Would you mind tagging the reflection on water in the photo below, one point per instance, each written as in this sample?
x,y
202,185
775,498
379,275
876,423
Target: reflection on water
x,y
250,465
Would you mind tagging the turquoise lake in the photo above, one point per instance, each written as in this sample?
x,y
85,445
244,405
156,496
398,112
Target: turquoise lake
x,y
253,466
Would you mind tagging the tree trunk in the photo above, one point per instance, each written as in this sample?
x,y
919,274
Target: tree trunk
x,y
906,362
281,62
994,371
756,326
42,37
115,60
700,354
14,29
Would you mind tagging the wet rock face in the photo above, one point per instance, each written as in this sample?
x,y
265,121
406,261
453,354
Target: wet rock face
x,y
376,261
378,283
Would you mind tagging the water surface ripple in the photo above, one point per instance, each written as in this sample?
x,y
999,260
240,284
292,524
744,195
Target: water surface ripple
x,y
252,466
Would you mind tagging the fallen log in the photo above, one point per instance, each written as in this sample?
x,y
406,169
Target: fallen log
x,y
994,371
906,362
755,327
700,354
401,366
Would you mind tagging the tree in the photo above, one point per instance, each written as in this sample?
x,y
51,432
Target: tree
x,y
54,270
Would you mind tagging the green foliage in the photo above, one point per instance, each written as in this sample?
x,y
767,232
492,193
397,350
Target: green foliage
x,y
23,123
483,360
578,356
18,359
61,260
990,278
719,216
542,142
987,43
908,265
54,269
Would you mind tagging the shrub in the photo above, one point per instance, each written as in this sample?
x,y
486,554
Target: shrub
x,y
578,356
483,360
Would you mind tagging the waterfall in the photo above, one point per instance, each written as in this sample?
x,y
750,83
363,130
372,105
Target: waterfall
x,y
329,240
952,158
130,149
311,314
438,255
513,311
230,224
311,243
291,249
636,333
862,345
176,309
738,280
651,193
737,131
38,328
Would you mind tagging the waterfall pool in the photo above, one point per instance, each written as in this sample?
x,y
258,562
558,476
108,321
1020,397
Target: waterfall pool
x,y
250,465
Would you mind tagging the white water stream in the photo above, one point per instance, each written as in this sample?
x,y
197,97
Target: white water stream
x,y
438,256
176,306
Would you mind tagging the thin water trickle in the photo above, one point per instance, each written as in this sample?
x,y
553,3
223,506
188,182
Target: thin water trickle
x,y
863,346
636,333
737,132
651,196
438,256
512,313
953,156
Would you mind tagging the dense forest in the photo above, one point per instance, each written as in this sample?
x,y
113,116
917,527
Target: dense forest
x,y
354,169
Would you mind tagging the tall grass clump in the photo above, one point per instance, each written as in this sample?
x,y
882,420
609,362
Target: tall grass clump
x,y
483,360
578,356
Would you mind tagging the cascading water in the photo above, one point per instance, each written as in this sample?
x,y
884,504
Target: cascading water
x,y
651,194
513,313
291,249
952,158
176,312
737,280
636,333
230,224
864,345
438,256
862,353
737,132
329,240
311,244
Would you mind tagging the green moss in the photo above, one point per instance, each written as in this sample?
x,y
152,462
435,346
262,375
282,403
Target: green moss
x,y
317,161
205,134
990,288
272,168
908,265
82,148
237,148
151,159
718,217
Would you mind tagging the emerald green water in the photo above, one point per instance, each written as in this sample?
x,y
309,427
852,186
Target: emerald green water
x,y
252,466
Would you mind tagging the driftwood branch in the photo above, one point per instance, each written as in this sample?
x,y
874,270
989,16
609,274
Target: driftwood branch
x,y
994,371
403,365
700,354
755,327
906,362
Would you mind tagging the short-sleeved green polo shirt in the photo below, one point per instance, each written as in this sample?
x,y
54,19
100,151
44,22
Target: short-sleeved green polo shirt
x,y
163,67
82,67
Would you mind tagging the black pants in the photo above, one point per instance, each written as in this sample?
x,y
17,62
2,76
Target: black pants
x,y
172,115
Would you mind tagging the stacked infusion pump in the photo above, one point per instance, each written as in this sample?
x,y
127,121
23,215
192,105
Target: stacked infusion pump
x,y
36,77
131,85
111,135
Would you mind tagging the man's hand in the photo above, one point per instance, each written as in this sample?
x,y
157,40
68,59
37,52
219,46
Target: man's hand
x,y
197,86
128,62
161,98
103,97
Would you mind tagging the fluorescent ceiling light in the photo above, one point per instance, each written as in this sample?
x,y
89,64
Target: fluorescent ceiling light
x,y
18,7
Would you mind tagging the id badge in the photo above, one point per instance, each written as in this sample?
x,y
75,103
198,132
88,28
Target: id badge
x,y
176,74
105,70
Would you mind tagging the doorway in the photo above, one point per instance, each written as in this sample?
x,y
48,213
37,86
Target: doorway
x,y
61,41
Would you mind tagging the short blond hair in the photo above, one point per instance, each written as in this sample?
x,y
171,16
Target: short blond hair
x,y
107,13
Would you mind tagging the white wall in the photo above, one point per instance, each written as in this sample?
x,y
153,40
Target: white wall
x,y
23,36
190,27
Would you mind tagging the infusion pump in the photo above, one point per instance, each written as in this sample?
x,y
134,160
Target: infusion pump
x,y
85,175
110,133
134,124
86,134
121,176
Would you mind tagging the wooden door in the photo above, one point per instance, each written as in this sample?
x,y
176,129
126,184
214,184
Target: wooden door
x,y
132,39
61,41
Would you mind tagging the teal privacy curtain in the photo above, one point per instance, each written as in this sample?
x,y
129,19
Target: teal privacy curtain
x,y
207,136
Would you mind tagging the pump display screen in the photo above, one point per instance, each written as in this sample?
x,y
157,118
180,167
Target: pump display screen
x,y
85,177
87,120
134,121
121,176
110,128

• _Written instruction_: Quote every line from the line containing "Would you mind tagging the short blond" through the closing line of the listing, including both.

• _Exercise answer_:
Would you mind tagging the short blond hair in the photo above, one point per instance, each written as in this sample?
x,y
171,16
Target: short blond hair
x,y
107,13
Would you mind tagging the white wall in the photo above, one point per instance, each written as in this sample?
x,y
153,40
Target: white wall
x,y
23,36
190,27
Would you mind tagging the infusion pump in the photo above, one point per instance, each written as in this sample?
x,y
134,160
Target: infusion pump
x,y
85,175
110,133
134,124
86,134
121,176
Would you mind tagging the wooden door in the photo above, one point per instance, each written as in this sample?
x,y
176,129
126,184
214,184
Target: wooden door
x,y
132,39
61,41
Would you mind tagging the teal privacy curtain in the photo above, one point per instance, each written as in this sample?
x,y
129,19
Target: teal privacy curtain
x,y
207,136
Would you mind tagging the pump display screen in the photo above, one point per instance, each written as in this sample?
x,y
157,118
180,167
Target: pump display screen
x,y
85,177
87,120
134,121
121,176
110,128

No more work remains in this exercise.